Provided text:

The growth of reality television series and social media throughout the 2010s has influenced the popularity of Instagram face. In 2019, Jia Tolentino of The New Yorker referred to this phenomenon as "Instagram Face," identifying Kim Kardashian as its "patient zero." Similarly, her younger sister Kylie Jenner significantly impacted the trend with her 2015 lip filler confession, which acted as a catalyst, introducing Juvéderm to a new generation. Sirin Kale of Vice News has described Jenner as "at the vanguard of an aesthetic that’s swept through British towns and cities," while also pointing towards other celebrities such as Iggy Azalea and Farrah Abraham.

In 2018, Americans underwent 7 million neurotoxin injections and 2.5 million filler injections and spent $16.5 billion on cosmetic surgery. 92% of the latter was performed on women. Botox usage has also been on the rise.

== Criticism ==
In her 2021 book The Selfie, Temporality, and Contemporary Photography, Claire Raymond of Princeton University criticised "Instagram faces" for erasing "heritable quirks and lived history; it erases what makes the human face so compelling, whether conventionally beautiful or not," while also arguing that the procedures used to create Instagram faces "numb and freeze the face and skin, rendering less mobile the lips, the eyes, and the neck. Numbness is the central feature of the experience for the woman who gets Instagram face through cosmetic procedures. Others may see her more, but she feels less and less."

Tasks to complete:
A) Based on the Instagram face passage, is each statement true? Answer yes or no, and quote the passage's deciding words. (i) Jia Tolentino wrote about Instagram face for Vice News. (ii) In 2018, Americans spent $16.5 billion on cosmetic surgery. (iii) Kylie Jenner confessed to using lip filler in 2015.
B) According to the Instagram face passage, whom did Jia Tolentino identify as the "patient zero" of Instagram face?
Answer from the Instagram face passage alone.

Extracted material:
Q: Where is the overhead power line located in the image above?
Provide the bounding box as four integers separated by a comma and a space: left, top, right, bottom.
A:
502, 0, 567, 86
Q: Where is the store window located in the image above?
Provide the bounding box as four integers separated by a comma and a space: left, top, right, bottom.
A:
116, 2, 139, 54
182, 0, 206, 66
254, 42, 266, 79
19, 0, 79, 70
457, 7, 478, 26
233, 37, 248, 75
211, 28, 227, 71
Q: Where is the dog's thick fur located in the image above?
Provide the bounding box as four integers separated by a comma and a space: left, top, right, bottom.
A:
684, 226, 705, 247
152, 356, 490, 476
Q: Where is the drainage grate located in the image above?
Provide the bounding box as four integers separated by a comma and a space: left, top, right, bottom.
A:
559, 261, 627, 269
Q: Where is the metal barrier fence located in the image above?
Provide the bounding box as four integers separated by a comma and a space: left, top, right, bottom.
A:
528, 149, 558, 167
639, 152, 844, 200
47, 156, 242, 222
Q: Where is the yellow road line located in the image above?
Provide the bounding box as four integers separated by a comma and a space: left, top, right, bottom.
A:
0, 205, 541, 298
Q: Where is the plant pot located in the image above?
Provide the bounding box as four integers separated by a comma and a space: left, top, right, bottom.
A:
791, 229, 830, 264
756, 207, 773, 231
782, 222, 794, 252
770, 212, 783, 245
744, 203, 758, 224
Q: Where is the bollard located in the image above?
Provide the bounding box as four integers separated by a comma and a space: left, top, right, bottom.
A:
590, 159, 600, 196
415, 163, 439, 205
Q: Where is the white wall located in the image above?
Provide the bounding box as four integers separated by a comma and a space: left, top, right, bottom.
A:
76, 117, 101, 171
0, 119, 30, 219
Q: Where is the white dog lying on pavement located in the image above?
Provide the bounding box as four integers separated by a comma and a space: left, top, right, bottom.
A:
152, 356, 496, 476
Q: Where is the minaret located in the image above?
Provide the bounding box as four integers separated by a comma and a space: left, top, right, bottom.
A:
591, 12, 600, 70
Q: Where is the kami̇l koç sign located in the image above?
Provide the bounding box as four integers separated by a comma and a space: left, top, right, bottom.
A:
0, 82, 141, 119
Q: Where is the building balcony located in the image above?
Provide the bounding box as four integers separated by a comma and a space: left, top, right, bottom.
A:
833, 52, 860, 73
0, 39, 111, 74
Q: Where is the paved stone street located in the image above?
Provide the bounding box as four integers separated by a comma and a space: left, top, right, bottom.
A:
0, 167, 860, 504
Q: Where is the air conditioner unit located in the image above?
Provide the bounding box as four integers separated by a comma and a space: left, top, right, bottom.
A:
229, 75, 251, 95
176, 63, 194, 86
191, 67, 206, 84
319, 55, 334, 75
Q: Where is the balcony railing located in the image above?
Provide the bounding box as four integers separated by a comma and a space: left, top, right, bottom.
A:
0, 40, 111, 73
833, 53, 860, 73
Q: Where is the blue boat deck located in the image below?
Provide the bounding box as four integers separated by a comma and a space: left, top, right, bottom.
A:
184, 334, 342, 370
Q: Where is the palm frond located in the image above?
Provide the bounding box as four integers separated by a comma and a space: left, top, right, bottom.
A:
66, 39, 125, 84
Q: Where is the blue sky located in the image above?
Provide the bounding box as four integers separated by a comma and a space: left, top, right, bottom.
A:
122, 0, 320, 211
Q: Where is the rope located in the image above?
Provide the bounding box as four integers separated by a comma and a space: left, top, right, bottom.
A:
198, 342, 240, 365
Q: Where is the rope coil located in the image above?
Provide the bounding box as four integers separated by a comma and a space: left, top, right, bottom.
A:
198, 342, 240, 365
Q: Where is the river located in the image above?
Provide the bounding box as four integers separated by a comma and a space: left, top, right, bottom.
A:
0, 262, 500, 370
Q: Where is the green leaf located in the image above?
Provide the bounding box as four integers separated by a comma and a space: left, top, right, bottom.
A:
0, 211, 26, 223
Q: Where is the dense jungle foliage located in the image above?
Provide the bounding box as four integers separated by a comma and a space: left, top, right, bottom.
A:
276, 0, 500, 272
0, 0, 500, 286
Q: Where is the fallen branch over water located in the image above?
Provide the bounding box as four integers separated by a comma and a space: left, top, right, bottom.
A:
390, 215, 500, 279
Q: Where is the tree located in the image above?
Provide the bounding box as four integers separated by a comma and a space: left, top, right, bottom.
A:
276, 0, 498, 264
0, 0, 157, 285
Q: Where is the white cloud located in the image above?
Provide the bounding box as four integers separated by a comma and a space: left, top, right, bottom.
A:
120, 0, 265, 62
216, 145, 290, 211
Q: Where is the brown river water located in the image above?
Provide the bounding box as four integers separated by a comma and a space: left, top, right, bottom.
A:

Responses to the tasks:
A)
(i) No: "Jia Tolentino of The New Yorker"
(ii) Yes: "spent $16.5 billion on cosmetic surgery"
(iii) Yes: "her 2015 lip filler confession"

B) Kim Kardashian